## EXERCISE AIM
Lines before the one containing "Would you kindly point to the tree" are excluded; retype that line and all remaining lines of the material exactly.

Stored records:
****************

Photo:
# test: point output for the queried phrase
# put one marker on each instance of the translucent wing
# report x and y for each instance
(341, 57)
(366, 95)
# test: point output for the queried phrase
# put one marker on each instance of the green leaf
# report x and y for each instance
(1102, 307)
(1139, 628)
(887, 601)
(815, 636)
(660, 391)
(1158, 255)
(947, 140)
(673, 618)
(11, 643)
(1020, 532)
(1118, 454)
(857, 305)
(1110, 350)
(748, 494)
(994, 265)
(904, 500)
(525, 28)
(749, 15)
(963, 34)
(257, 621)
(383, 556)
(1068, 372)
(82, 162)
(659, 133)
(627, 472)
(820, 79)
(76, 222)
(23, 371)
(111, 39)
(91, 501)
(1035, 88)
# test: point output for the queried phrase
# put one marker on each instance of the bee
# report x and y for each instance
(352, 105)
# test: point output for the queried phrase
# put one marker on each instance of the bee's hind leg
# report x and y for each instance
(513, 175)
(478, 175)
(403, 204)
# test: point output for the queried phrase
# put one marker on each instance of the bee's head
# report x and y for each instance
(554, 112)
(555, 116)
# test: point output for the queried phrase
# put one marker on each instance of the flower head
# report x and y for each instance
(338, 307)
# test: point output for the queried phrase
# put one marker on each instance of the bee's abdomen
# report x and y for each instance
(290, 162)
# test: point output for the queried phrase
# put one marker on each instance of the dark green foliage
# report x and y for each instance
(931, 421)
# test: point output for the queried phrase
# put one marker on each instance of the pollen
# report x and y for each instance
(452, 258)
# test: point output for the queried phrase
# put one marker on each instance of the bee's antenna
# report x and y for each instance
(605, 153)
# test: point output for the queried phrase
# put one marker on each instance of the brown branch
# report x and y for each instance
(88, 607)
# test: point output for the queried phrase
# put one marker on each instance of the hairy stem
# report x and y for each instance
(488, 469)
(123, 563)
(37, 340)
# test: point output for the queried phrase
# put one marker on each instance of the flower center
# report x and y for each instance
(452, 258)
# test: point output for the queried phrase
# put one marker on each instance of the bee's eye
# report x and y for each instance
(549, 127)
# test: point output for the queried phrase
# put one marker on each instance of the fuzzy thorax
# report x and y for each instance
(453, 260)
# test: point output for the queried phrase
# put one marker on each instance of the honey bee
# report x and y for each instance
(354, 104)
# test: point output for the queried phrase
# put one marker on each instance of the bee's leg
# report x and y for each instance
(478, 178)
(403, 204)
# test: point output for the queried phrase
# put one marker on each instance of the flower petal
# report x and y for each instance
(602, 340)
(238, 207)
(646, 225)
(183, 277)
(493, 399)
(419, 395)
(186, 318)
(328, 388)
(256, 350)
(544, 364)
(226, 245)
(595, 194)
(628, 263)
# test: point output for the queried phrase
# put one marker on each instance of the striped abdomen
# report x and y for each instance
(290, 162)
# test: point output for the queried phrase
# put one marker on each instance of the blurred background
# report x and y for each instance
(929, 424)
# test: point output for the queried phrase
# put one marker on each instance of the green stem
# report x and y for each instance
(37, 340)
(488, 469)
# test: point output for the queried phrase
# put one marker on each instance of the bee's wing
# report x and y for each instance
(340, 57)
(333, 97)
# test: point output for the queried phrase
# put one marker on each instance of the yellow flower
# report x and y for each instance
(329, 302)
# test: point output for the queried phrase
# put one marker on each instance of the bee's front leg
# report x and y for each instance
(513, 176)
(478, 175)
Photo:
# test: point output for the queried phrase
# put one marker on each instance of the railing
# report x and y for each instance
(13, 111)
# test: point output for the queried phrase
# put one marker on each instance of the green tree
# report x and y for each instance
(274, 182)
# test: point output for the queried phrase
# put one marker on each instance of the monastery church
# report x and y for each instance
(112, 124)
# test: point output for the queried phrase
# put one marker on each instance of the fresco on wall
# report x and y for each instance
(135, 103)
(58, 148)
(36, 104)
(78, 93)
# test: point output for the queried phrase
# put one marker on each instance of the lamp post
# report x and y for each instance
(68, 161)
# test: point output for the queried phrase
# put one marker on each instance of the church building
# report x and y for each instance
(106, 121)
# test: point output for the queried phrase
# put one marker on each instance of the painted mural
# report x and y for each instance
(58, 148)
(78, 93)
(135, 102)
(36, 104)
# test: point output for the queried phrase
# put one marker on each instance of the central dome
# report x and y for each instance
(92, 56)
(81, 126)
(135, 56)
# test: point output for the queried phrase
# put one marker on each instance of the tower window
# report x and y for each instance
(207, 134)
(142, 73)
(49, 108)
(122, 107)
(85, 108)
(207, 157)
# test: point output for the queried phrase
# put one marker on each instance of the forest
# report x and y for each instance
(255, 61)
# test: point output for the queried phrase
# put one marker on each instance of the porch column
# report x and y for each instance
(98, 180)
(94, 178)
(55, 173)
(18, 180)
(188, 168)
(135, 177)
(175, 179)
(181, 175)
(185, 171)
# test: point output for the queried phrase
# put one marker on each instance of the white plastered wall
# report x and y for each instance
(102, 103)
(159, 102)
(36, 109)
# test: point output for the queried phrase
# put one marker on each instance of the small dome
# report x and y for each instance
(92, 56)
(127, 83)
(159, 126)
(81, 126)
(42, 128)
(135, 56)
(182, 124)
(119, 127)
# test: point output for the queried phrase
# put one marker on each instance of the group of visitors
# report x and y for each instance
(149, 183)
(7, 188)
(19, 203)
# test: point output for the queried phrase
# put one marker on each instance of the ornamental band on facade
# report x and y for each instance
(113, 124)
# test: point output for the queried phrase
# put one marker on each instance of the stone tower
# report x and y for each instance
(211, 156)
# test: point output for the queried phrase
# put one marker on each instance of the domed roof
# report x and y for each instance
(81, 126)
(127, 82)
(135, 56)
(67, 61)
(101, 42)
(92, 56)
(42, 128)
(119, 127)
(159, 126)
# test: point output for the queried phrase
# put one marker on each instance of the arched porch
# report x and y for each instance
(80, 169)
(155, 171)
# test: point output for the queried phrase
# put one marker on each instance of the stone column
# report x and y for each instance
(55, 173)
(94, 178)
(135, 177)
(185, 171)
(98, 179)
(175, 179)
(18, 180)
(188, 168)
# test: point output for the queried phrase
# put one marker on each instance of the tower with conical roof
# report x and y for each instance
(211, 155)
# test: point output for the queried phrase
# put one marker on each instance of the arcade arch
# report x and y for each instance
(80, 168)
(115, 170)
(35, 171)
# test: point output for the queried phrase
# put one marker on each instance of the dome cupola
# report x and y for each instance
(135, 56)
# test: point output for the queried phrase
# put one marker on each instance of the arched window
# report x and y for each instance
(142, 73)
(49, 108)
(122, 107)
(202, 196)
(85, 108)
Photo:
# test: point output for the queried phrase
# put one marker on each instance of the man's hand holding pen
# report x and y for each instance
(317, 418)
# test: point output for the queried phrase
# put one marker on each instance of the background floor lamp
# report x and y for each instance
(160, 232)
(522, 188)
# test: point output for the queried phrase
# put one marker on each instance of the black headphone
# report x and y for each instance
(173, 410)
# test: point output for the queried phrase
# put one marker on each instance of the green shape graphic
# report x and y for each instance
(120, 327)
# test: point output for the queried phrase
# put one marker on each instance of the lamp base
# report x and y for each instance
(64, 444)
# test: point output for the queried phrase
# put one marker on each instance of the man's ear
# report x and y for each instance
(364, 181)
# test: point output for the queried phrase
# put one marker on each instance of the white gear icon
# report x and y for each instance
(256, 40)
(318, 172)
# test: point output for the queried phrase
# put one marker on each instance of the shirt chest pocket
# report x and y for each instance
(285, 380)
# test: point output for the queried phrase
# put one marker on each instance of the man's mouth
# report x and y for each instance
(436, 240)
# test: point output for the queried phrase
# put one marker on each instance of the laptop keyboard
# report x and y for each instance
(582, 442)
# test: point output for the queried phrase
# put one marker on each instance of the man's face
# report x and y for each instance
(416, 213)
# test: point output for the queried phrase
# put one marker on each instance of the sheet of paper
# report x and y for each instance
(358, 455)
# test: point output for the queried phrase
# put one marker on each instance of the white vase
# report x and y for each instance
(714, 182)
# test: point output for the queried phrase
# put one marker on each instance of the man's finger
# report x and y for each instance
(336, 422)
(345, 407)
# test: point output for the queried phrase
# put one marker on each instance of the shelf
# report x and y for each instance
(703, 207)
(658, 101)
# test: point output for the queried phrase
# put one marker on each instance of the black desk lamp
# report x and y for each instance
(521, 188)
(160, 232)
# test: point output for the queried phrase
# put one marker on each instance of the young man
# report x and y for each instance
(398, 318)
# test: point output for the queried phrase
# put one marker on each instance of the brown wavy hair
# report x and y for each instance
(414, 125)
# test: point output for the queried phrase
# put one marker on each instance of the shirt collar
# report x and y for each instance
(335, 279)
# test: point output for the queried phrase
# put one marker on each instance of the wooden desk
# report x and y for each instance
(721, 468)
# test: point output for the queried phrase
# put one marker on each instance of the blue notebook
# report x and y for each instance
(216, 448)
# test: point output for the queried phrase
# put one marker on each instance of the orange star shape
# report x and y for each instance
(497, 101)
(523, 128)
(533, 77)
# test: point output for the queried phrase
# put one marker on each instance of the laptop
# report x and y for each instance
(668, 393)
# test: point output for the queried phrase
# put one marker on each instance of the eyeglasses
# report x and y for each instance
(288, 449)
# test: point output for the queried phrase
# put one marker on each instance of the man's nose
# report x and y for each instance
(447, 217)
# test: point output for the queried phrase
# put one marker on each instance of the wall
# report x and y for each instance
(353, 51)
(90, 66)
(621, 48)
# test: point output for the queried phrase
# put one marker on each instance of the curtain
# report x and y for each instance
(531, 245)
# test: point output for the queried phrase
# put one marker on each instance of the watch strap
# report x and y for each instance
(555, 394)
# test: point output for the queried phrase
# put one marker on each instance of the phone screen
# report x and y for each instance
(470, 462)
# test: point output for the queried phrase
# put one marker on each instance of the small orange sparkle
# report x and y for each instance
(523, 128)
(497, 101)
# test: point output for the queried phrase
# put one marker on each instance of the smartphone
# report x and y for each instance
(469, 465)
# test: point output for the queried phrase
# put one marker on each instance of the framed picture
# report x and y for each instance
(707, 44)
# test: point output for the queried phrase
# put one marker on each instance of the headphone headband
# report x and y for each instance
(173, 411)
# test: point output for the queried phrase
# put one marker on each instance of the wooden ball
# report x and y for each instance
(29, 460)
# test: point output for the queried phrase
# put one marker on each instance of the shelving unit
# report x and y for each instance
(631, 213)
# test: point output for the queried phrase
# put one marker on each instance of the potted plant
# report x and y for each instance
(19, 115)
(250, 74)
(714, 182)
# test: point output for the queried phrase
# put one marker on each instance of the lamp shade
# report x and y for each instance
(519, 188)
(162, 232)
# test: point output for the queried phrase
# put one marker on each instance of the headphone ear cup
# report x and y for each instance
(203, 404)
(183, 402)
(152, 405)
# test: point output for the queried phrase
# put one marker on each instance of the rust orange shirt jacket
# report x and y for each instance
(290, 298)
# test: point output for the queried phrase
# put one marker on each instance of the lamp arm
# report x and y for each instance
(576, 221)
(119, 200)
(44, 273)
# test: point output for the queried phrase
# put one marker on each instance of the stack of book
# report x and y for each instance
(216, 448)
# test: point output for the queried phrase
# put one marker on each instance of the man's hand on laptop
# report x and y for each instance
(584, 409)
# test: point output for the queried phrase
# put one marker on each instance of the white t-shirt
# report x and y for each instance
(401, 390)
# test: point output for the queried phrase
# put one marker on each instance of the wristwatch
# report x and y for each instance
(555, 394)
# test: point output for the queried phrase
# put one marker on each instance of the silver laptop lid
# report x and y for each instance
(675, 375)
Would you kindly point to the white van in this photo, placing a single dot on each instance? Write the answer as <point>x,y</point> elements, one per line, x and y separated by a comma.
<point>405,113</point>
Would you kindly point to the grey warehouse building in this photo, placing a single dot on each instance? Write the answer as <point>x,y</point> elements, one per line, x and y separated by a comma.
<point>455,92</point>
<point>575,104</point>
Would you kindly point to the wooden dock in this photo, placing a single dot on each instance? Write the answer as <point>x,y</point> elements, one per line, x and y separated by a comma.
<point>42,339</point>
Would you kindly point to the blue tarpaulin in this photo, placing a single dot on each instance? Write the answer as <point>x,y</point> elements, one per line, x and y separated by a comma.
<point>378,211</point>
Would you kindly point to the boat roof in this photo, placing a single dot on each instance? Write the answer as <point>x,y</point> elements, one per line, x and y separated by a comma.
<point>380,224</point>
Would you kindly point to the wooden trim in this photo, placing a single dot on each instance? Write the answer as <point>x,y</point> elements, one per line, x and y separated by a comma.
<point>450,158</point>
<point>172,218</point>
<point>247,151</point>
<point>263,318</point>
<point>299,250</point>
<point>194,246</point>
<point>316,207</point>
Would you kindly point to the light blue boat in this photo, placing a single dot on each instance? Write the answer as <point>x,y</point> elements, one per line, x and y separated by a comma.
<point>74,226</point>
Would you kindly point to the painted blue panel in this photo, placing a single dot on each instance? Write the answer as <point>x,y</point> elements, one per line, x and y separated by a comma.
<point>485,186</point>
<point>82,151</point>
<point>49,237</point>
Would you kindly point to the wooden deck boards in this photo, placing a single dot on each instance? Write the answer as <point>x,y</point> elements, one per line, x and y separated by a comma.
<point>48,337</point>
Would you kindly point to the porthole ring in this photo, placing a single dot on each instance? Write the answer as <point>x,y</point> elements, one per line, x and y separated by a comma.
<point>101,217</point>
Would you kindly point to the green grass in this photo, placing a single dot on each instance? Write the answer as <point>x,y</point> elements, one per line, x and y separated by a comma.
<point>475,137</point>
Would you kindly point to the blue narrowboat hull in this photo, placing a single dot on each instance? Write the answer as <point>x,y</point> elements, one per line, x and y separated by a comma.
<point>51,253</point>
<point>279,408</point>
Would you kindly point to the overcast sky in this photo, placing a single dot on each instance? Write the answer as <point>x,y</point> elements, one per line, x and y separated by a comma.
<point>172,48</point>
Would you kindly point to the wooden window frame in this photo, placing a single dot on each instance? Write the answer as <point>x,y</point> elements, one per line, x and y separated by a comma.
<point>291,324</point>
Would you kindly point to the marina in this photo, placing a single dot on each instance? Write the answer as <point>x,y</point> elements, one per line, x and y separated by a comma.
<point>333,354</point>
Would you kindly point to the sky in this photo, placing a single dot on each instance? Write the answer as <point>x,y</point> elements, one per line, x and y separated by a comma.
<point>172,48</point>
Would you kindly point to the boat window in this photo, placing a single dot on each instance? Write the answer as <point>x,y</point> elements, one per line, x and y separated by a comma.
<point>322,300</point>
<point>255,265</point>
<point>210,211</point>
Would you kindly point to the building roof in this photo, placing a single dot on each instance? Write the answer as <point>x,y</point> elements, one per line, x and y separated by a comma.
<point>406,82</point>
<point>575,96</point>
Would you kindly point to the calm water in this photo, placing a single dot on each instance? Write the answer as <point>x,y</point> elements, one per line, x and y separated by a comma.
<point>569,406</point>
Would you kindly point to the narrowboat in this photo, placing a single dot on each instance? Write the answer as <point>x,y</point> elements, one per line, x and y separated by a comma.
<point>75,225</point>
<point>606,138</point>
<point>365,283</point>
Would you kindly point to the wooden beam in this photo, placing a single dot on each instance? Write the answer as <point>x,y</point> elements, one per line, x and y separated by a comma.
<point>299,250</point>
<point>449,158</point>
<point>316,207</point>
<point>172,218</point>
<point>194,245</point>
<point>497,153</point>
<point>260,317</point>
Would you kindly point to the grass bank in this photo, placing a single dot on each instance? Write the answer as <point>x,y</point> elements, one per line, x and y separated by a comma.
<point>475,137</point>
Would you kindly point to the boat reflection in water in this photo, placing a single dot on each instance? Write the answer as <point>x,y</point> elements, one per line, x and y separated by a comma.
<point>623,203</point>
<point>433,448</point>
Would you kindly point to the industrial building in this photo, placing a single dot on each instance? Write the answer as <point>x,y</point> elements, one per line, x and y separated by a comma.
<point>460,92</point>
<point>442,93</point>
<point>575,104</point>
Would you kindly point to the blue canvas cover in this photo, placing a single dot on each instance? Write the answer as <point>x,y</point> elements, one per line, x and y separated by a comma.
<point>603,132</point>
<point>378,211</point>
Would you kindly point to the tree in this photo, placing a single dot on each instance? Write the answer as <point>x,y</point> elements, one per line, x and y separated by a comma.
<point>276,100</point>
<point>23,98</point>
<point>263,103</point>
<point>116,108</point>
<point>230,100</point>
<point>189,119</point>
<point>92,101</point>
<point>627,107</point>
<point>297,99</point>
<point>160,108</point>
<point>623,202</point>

****************

## RESPONSE TO THE TASK
Would you kindly point to the tree in this photo, placing a single dot on each instance? Write the answer as <point>x,y</point> elements, one per line, x and y separated by a comma.
<point>276,100</point>
<point>23,98</point>
<point>263,103</point>
<point>116,108</point>
<point>230,100</point>
<point>189,119</point>
<point>92,101</point>
<point>627,107</point>
<point>297,99</point>
<point>160,108</point>
<point>623,202</point>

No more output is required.